## SUPPLIED RECORDS
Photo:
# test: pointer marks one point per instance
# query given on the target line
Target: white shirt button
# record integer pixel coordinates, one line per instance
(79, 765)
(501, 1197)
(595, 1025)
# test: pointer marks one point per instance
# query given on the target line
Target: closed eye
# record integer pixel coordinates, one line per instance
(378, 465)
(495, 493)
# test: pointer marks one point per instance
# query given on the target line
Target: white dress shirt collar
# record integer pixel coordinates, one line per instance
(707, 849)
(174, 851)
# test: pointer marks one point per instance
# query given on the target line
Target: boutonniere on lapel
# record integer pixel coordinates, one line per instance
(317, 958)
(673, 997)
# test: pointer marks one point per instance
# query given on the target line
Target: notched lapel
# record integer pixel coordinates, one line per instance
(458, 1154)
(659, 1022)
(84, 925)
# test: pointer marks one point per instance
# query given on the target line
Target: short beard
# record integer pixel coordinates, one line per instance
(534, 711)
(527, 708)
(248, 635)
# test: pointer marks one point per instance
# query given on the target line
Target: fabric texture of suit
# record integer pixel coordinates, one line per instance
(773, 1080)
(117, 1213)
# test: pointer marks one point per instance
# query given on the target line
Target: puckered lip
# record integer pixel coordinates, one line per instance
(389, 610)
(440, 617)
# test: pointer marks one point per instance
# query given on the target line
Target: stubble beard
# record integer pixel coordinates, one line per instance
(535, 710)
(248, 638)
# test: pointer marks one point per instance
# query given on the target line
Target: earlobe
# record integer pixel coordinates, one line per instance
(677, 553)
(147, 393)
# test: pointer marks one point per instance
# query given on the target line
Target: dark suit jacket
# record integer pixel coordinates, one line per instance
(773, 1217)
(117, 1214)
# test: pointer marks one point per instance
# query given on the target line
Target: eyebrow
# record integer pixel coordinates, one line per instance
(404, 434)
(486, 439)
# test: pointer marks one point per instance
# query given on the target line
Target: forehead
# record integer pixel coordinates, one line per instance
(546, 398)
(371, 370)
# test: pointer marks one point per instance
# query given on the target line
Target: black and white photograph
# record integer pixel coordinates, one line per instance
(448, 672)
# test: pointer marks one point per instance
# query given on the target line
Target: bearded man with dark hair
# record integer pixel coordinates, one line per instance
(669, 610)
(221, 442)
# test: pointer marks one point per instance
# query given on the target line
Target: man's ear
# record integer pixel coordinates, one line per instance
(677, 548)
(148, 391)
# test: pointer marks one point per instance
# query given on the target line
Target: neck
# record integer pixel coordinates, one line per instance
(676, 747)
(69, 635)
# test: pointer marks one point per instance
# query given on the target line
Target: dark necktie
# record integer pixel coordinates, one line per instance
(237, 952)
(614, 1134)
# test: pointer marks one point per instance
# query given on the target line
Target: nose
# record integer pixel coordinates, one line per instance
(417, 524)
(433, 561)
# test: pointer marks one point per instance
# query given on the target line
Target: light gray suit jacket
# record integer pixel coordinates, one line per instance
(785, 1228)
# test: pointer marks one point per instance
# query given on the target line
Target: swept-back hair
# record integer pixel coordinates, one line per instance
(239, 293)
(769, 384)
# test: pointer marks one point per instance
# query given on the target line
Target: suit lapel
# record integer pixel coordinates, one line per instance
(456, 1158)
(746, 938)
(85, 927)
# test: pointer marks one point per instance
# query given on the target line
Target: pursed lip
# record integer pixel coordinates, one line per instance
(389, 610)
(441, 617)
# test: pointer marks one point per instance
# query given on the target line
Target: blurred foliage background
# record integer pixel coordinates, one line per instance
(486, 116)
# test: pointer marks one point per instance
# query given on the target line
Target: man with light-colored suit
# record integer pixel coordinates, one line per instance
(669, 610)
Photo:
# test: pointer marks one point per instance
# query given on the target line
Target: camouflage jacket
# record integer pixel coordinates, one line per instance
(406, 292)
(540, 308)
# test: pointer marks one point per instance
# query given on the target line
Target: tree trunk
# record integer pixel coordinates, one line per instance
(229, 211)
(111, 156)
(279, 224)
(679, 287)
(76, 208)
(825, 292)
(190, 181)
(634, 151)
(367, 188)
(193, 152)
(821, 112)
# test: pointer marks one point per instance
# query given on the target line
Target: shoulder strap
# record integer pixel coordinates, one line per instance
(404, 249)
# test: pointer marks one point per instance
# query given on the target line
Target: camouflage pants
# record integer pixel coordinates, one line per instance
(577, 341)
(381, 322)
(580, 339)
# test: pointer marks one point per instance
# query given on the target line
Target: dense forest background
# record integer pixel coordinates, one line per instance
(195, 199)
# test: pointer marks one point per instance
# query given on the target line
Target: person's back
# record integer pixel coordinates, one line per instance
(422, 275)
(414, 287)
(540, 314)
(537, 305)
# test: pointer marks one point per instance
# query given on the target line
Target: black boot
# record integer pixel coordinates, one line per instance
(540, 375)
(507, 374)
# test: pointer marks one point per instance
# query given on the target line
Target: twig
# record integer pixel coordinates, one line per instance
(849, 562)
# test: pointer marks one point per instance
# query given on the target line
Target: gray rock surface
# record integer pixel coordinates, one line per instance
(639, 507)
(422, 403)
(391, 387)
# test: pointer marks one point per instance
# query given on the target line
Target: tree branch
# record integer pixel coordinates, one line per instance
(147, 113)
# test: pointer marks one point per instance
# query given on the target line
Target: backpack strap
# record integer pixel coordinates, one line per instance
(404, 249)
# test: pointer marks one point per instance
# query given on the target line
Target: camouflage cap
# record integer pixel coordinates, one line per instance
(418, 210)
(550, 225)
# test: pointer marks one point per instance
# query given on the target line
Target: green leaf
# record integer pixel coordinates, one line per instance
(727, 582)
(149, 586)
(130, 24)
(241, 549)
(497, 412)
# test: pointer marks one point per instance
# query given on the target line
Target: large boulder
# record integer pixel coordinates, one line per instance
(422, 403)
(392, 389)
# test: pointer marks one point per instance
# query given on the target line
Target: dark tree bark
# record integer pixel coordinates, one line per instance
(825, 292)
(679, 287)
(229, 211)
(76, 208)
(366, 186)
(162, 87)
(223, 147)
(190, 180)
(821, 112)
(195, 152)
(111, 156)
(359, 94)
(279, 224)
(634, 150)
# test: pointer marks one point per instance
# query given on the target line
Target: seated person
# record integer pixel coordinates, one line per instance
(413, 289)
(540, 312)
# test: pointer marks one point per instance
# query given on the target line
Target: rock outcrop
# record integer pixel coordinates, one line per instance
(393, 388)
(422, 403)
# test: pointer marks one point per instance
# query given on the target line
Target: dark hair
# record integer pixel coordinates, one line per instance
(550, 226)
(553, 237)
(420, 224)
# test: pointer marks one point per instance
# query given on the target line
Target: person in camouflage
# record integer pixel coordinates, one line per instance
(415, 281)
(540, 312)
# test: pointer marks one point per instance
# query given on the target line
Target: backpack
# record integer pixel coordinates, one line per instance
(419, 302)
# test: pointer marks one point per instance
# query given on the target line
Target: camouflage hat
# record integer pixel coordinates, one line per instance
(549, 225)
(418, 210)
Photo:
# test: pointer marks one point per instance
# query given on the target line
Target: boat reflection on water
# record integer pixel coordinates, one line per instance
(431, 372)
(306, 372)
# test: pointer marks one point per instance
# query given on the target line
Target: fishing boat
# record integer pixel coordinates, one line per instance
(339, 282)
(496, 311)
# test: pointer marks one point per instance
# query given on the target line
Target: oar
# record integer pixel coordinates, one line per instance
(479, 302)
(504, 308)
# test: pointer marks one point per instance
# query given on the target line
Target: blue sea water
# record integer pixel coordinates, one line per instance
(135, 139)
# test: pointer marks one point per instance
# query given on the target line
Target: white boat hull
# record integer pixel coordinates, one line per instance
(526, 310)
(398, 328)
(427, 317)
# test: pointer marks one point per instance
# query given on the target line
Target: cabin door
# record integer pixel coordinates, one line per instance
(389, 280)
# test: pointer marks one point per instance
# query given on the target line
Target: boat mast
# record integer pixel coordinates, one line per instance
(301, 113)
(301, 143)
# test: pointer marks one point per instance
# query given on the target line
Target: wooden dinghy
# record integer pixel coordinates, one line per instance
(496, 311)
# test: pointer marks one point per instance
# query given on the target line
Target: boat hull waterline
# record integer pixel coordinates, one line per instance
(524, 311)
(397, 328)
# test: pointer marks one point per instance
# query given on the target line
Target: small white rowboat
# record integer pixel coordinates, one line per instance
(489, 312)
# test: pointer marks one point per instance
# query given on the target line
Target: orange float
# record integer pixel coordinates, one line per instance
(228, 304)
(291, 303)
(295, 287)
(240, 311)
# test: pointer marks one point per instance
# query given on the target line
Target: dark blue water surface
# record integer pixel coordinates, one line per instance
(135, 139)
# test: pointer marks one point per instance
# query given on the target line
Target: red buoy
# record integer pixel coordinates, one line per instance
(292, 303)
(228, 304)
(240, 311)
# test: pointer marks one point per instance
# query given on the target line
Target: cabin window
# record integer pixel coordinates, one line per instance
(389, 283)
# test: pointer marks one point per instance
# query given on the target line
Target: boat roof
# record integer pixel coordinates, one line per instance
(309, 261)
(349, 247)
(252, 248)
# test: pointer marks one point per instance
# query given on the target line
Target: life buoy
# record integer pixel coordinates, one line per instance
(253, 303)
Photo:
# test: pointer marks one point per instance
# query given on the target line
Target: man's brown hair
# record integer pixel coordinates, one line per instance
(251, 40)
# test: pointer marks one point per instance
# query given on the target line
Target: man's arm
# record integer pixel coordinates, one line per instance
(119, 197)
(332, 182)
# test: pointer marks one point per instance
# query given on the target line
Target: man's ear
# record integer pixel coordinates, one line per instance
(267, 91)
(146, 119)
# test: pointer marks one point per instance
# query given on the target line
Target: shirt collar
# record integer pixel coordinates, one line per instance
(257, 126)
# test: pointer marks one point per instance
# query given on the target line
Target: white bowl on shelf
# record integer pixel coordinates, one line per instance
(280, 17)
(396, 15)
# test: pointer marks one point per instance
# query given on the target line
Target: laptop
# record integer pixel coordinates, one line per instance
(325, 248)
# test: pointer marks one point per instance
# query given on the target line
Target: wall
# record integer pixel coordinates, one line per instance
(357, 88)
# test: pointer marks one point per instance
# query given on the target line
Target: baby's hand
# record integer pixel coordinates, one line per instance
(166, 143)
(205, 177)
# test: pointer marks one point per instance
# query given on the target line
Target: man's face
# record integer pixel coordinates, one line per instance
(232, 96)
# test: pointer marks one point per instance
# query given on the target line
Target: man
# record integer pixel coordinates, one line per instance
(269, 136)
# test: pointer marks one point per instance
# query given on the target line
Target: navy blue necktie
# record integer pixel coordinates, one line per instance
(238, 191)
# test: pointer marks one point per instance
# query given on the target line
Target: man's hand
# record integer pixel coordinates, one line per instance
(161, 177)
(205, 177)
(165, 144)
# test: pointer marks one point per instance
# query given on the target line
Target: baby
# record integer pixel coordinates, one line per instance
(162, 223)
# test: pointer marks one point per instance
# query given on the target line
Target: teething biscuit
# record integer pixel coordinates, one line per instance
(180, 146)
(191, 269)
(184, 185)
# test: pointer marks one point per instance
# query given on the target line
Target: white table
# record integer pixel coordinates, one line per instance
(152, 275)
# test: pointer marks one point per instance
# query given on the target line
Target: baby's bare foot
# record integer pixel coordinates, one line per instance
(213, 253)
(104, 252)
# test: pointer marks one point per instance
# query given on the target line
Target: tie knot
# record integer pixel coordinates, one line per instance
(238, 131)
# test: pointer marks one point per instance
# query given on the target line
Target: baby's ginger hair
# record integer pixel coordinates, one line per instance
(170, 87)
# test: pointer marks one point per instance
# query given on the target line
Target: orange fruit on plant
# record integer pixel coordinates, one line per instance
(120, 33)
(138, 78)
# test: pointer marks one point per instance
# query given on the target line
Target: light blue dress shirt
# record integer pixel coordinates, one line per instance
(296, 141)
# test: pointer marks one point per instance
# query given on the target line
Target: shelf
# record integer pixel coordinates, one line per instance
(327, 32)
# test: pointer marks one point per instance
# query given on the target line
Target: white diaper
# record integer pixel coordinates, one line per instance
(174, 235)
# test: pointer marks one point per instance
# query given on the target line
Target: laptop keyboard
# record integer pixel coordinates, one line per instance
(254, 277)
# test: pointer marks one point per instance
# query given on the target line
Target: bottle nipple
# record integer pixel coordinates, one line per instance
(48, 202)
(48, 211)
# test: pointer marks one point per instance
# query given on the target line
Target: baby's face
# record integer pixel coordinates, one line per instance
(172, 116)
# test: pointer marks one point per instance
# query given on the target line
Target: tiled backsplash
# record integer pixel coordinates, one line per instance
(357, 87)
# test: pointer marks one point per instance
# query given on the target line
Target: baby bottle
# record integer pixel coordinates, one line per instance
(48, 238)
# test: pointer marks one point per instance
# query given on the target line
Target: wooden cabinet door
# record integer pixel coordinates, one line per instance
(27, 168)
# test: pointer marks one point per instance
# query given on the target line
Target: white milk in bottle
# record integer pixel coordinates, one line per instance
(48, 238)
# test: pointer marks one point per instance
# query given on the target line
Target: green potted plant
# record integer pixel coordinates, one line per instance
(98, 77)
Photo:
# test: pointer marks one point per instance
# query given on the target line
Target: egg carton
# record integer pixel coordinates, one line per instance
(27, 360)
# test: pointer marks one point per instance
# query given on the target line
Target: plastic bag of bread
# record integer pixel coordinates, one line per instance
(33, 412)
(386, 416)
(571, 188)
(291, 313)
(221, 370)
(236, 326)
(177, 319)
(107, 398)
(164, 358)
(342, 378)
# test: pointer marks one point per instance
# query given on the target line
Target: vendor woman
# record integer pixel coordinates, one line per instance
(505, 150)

## SHORT EXERCISE
How many lines of the records above contain the word "baby"? Reply with the number alone.

## CORRECT RESPONSE
6